§ DIRECTIVE
Can you copy out the data below line for line, without changing anything and leaving out the pictures?
___ PROVIDED RECORDS
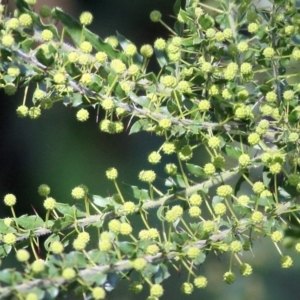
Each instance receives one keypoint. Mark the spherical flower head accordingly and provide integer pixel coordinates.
(83, 59)
(101, 57)
(236, 246)
(224, 190)
(10, 200)
(146, 51)
(194, 211)
(227, 94)
(243, 200)
(184, 87)
(208, 226)
(171, 169)
(200, 282)
(86, 47)
(134, 70)
(68, 273)
(118, 66)
(9, 239)
(253, 138)
(147, 176)
(73, 57)
(252, 28)
(8, 221)
(286, 261)
(271, 97)
(257, 217)
(7, 40)
(59, 78)
(268, 52)
(125, 229)
(160, 44)
(242, 47)
(246, 68)
(289, 30)
(22, 111)
(13, 71)
(195, 200)
(49, 203)
(245, 270)
(114, 225)
(156, 290)
(31, 296)
(293, 137)
(209, 169)
(228, 33)
(152, 249)
(187, 288)
(139, 264)
(136, 287)
(47, 35)
(210, 33)
(25, 20)
(112, 174)
(78, 193)
(12, 23)
(128, 208)
(186, 153)
(82, 115)
(204, 105)
(79, 244)
(244, 160)
(193, 252)
(155, 16)
(112, 40)
(219, 36)
(98, 293)
(22, 255)
(220, 209)
(214, 142)
(105, 245)
(296, 54)
(258, 187)
(86, 18)
(38, 266)
(57, 247)
(277, 236)
(130, 50)
(229, 277)
(165, 124)
(275, 168)
(45, 11)
(154, 157)
(288, 95)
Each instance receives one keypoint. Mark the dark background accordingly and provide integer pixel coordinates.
______
§ EXERCISE ANSWER
Each instance receives one keypoint. Mark the spherical flower head accordingly and provide integer pixel coordinates.
(83, 59)
(101, 57)
(236, 246)
(224, 190)
(10, 200)
(146, 51)
(194, 211)
(227, 94)
(243, 200)
(184, 87)
(208, 226)
(171, 169)
(200, 282)
(86, 47)
(134, 70)
(68, 273)
(118, 66)
(9, 239)
(253, 138)
(147, 176)
(73, 57)
(252, 28)
(8, 221)
(286, 261)
(271, 97)
(257, 217)
(7, 40)
(59, 78)
(268, 52)
(125, 229)
(160, 44)
(242, 47)
(246, 68)
(289, 30)
(22, 111)
(13, 71)
(195, 200)
(49, 203)
(245, 270)
(114, 225)
(156, 290)
(31, 296)
(293, 137)
(209, 169)
(228, 33)
(152, 249)
(187, 288)
(139, 264)
(136, 287)
(47, 35)
(210, 33)
(25, 20)
(112, 174)
(78, 193)
(12, 23)
(128, 208)
(186, 153)
(82, 115)
(204, 105)
(79, 244)
(244, 160)
(193, 252)
(155, 16)
(112, 40)
(219, 36)
(98, 293)
(22, 255)
(220, 209)
(214, 142)
(105, 245)
(296, 54)
(258, 187)
(86, 18)
(38, 266)
(57, 247)
(277, 236)
(130, 50)
(229, 277)
(165, 124)
(275, 168)
(45, 11)
(154, 157)
(288, 95)
Each instance receives one keypoint. Mark the dark background accordingly and provide integer pixel coordinates.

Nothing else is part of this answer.